START Given entries

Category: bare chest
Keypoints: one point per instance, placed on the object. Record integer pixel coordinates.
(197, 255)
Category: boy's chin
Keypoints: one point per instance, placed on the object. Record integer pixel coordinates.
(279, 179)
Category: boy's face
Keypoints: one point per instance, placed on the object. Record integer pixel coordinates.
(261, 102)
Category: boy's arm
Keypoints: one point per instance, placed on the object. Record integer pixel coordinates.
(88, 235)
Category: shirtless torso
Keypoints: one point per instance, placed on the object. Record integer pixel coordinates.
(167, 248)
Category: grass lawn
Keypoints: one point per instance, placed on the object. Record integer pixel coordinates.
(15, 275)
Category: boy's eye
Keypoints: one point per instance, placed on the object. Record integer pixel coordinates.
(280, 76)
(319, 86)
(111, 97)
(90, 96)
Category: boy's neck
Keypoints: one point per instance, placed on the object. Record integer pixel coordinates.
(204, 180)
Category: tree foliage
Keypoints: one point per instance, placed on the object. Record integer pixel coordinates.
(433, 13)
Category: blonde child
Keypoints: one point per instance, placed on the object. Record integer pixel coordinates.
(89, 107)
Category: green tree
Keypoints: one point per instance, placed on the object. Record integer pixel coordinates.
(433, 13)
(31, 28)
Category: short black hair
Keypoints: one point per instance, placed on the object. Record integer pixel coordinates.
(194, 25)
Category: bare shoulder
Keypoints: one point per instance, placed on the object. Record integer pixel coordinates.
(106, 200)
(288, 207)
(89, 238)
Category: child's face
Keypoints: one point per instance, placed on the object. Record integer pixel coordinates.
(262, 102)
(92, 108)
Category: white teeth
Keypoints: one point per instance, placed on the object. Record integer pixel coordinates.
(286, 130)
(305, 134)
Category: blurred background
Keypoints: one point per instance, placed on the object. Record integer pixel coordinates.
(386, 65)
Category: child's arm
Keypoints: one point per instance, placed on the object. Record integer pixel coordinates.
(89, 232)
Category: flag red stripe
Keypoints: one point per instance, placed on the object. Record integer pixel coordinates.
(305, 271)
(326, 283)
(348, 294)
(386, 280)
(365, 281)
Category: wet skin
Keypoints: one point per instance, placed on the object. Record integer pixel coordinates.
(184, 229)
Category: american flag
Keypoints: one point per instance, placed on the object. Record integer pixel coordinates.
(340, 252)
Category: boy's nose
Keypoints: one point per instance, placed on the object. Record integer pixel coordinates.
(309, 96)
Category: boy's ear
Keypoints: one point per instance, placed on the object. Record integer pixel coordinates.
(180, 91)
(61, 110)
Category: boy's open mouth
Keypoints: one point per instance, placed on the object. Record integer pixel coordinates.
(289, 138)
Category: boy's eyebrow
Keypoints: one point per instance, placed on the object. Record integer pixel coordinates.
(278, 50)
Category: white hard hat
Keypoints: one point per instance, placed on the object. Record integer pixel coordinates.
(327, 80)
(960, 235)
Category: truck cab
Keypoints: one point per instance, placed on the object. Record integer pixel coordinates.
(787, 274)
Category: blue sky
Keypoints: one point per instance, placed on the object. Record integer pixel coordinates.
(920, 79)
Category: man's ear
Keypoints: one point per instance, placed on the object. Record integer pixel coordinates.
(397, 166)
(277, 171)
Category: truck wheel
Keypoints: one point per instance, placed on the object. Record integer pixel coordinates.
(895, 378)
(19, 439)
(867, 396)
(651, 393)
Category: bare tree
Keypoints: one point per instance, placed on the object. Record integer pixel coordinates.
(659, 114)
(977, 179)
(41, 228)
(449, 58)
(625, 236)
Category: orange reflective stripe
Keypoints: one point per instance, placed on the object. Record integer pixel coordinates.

END Given entries

Required work:
Recast the rows above as a Markdown table with two columns, No. and Line. Number each line and leave out any blank lines.

The output:
| No. | Line |
|---|---|
| 1 | Category: bare chest |
| 2 | Keypoints: one point per instance, placed on the object. Record integer pixel coordinates. |
| 3 | (197, 255) |
| 4 | Category: boy's chin |
| 5 | Keypoints: one point per instance, placed on the object. Record integer pixel coordinates. |
| 6 | (279, 179) |
| 7 | Category: boy's face |
| 8 | Keypoints: one point per instance, placed on the object. Record integer pixel coordinates. |
| 9 | (261, 102) |
| 10 | Category: boy's arm |
| 11 | Keypoints: one point per instance, placed on the object. Record integer pixel coordinates. |
| 12 | (88, 235) |
| 13 | Category: shirtless torso |
| 14 | Keypoints: one point per instance, placed on the object. Record integer pixel coordinates. |
| 15 | (167, 248) |
| 16 | Category: grass lawn |
| 17 | Keypoints: one point per instance, placed on the object. Record integer pixel coordinates. |
| 18 | (15, 275) |
| 19 | Category: boy's eye |
| 20 | Keypoints: one point per instance, placed on the object. Record integer pixel coordinates. |
| 21 | (280, 76) |
| 22 | (319, 86) |
| 23 | (111, 97) |
| 24 | (90, 96) |
| 25 | Category: boy's neck |
| 26 | Keypoints: one point per instance, placed on the object. Record integer pixel coordinates. |
| 27 | (204, 180) |
| 28 | Category: tree foliage |
| 29 | Keypoints: one point per instance, placed on the object. Record integer pixel coordinates. |
| 30 | (433, 13) |
| 31 | Category: blonde child |
| 32 | Keypoints: one point per instance, placed on the object. Record integer pixel coordinates. |
| 33 | (89, 107) |
| 34 | Category: green tree |
| 35 | Keypoints: one point per instance, placed on the object. Record integer pixel coordinates. |
| 36 | (433, 13) |
| 37 | (31, 28) |
| 38 | Category: short black hair |
| 39 | Keypoints: one point per instance, placed on the object. Record integer pixel coordinates. |
| 40 | (194, 25) |
| 41 | Category: bare shoulder |
| 42 | Keypoints: one point per instance, placed on the object. Record integer pixel coordinates. |
| 43 | (106, 200) |
| 44 | (288, 207) |
| 45 | (89, 238) |
| 46 | Category: child's face |
| 47 | Keypoints: one point per instance, placed on the object. Record integer pixel coordinates. |
| 48 | (262, 102) |
| 49 | (92, 108) |
| 50 | Category: white teeth |
| 51 | Keypoints: one point per instance, placed on the object. Record integer pixel coordinates. |
| 52 | (286, 130) |
| 53 | (305, 134) |
| 54 | Category: blurred background |
| 55 | Keypoints: one point per instance, placed on the object. Record integer pixel coordinates. |
| 56 | (386, 65) |
| 57 | Category: child's arm |
| 58 | Keypoints: one point per instance, placed on the object. Record integer pixel coordinates. |
| 59 | (89, 232) |
| 60 | Category: flag red stripe |
| 61 | Keypoints: one point per instance, placed on the object. Record integer pixel coordinates. |
| 62 | (305, 271) |
| 63 | (326, 283) |
| 64 | (348, 294) |
| 65 | (386, 280) |
| 66 | (365, 281) |
| 67 | Category: wet skin |
| 68 | Keypoints: one point per instance, placed on the object. Record integer pixel coordinates. |
| 69 | (184, 229) |
| 70 | Category: american flag |
| 71 | Keypoints: one point per instance, placed on the object. Record integer pixel coordinates. |
| 72 | (340, 252) |
| 73 | Category: boy's nose |
| 74 | Keypoints: one point per instance, placed on the object. Record integer pixel coordinates. |
| 75 | (309, 96) |
| 76 | Category: boy's ear |
| 77 | Keypoints: one point per instance, placed on the object. Record integer pixel coordinates. |
| 78 | (180, 91) |
| 79 | (61, 110) |
| 80 | Category: boy's open mouth |
| 81 | Keypoints: one point per instance, placed on the object. Record integer pixel coordinates. |
| 82 | (289, 138) |
| 83 | Category: boy's eyebrow |
| 84 | Keypoints: one point per instance, placed on the object. Record integer pixel coordinates. |
| 85 | (278, 50) |
| 86 | Category: white hard hat |
| 87 | Keypoints: one point per instance, placed on the object. Record integer pixel coordinates. |
| 88 | (327, 80) |
| 89 | (960, 235) |
| 90 | Category: truck cab |
| 91 | Keypoints: one point per instance, placed on the object. Record integer pixel coordinates. |
| 92 | (787, 274) |
| 93 | Category: blue sky |
| 94 | Keypoints: one point per instance, placed on the object. Record integer pixel coordinates. |
| 95 | (920, 79) |
| 96 | Category: man's ear |
| 97 | Keypoints: one point per instance, placed on the object. Record integer pixel coordinates. |
| 98 | (397, 166) |
| 99 | (277, 171) |
| 100 | Category: truck wheel |
| 101 | Keypoints: one point per instance, placed on the object. Record integer pixel coordinates. |
| 102 | (895, 378) |
| 103 | (19, 439) |
| 104 | (867, 396) |
| 105 | (651, 393) |
| 106 | Category: bare tree |
| 107 | Keypoints: one point per instance, placed on the object. Record integer pixel coordinates. |
| 108 | (659, 114) |
| 109 | (977, 179) |
| 110 | (41, 228) |
| 111 | (449, 58) |
| 112 | (625, 236) |
| 113 | Category: orange reflective stripe |
| 114 | Keypoints: one point per instance, placed on the object. Record integer pixel coordinates. |